What the task requires — Extract every record, keeping each one exactly as it is.

==============================

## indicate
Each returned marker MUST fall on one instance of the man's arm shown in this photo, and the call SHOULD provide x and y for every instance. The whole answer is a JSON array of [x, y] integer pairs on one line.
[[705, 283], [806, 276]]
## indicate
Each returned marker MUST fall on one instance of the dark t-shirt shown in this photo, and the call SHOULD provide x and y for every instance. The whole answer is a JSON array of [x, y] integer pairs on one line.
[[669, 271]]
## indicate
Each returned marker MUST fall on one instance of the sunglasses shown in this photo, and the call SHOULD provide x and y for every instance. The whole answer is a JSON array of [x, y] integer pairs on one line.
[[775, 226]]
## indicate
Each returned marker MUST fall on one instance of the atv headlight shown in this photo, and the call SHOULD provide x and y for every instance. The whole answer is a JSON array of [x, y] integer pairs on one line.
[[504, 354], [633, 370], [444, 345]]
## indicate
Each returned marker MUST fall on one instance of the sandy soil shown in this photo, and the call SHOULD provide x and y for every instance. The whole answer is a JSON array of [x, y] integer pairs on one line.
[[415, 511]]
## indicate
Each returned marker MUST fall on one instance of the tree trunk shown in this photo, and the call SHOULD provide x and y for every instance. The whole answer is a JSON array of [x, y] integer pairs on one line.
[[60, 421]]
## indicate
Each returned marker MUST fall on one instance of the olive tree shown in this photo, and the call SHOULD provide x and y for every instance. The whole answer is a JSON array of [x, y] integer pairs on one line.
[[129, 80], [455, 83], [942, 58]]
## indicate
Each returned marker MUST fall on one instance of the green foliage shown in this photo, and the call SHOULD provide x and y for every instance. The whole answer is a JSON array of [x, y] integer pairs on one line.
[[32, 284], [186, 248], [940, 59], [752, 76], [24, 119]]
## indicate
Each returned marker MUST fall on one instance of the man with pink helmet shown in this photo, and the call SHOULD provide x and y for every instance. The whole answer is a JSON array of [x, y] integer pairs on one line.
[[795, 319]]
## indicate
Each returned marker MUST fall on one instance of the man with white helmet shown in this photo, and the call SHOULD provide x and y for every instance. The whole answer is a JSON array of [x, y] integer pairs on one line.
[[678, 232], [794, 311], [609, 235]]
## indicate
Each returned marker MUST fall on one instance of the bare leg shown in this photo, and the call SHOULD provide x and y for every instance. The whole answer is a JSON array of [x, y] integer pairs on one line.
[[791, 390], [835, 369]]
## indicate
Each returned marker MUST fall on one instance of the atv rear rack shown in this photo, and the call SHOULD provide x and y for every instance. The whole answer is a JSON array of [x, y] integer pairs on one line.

==============================

Result of the exercise —
## indicate
Each returned marker MUST fall on one instance of the man's arm shown in this photo, and the call SHOULD provide x and y for every instance. The whole answer is a JSON array of [x, y] integer pairs on one line.
[[705, 283], [806, 276]]
## indicate
Each returned marker MUST fall on one instance of the dark t-shirt shown in this photo, and the call SHOULD provide x and y for every instance. The whole answer is a JSON array of [x, y] integer pairs on one line.
[[669, 271]]
## indicate
Each returned marker MUST fall on one instance of the sunglasses shown in this photo, and the call SHOULD provide x and y for every instance. The whole answer is a JSON array of [x, y] integer pairs on one line.
[[775, 226]]
## indicate
Each returned marker MUST fall on one instance of the atv headlight shown in this photo, and the call SHOULD provide x and y for every instance. The whole answer is a JSON array of [x, y] integer pairs on one line.
[[504, 354], [633, 370], [444, 345]]
## indicate
Each returned marker MUST fall on one instance of the sandy soil shown in this photo, and the call SHOULD provide x and y for every instance. The whole answer is a JSON array of [x, y] integer pairs on one line.
[[415, 511]]
## indicate
Each returned marker MUST fall on one instance of the tree trunk shown in this photo, and the call SHOULD provide x and y for every instance. The whole answer is a JSON array of [x, y] integer pairs on one line.
[[60, 421]]
## indicate
Each returned marker MUST fall on one instance of the olive tree shown in this photo, and the call SHOULD provide x and y for every instance. The whole answer is a JSON array of [x, y] integer pairs on one line.
[[129, 80], [455, 83], [942, 58]]
## indicate
Each returned marker MUST fall on one instance of the green foliage shown in this photo, and the call SHOULD provide x and y for every instance. The whole answer is a JSON array of [x, y] integer pairs on one line.
[[32, 284], [186, 248], [940, 59], [752, 76], [24, 119]]
## indicate
Each returned marker MUST fall on one instance of the man with pink helmet shown in this photo, and the call SHOULD provide x and y for every instance. The whole answer is a JSON array of [x, y] integer pairs on one line.
[[795, 319]]
## indicate
Each returned marker MUST fall on one instance of the man with white helmet shown in this photo, and the call SHOULD provide x and y for every instance. The whole answer is a JSON array of [x, y] integer pairs on one line.
[[678, 232], [794, 311], [609, 235]]
## indicate
Each returned marker MUST fall on one instance of the bare leg shown in this photo, and the call SHOULD provide x and y for every instance. The whole answer is a JSON array of [x, y] integer pairs on one line.
[[791, 390], [835, 369]]
## indicate
Each returned marker MUST fall on one instance of the atv rear rack shown in this photo, and the call SHOULD provide x and y for every instance. The whole answer is a JSON array of [x, y] integer pairs on one line.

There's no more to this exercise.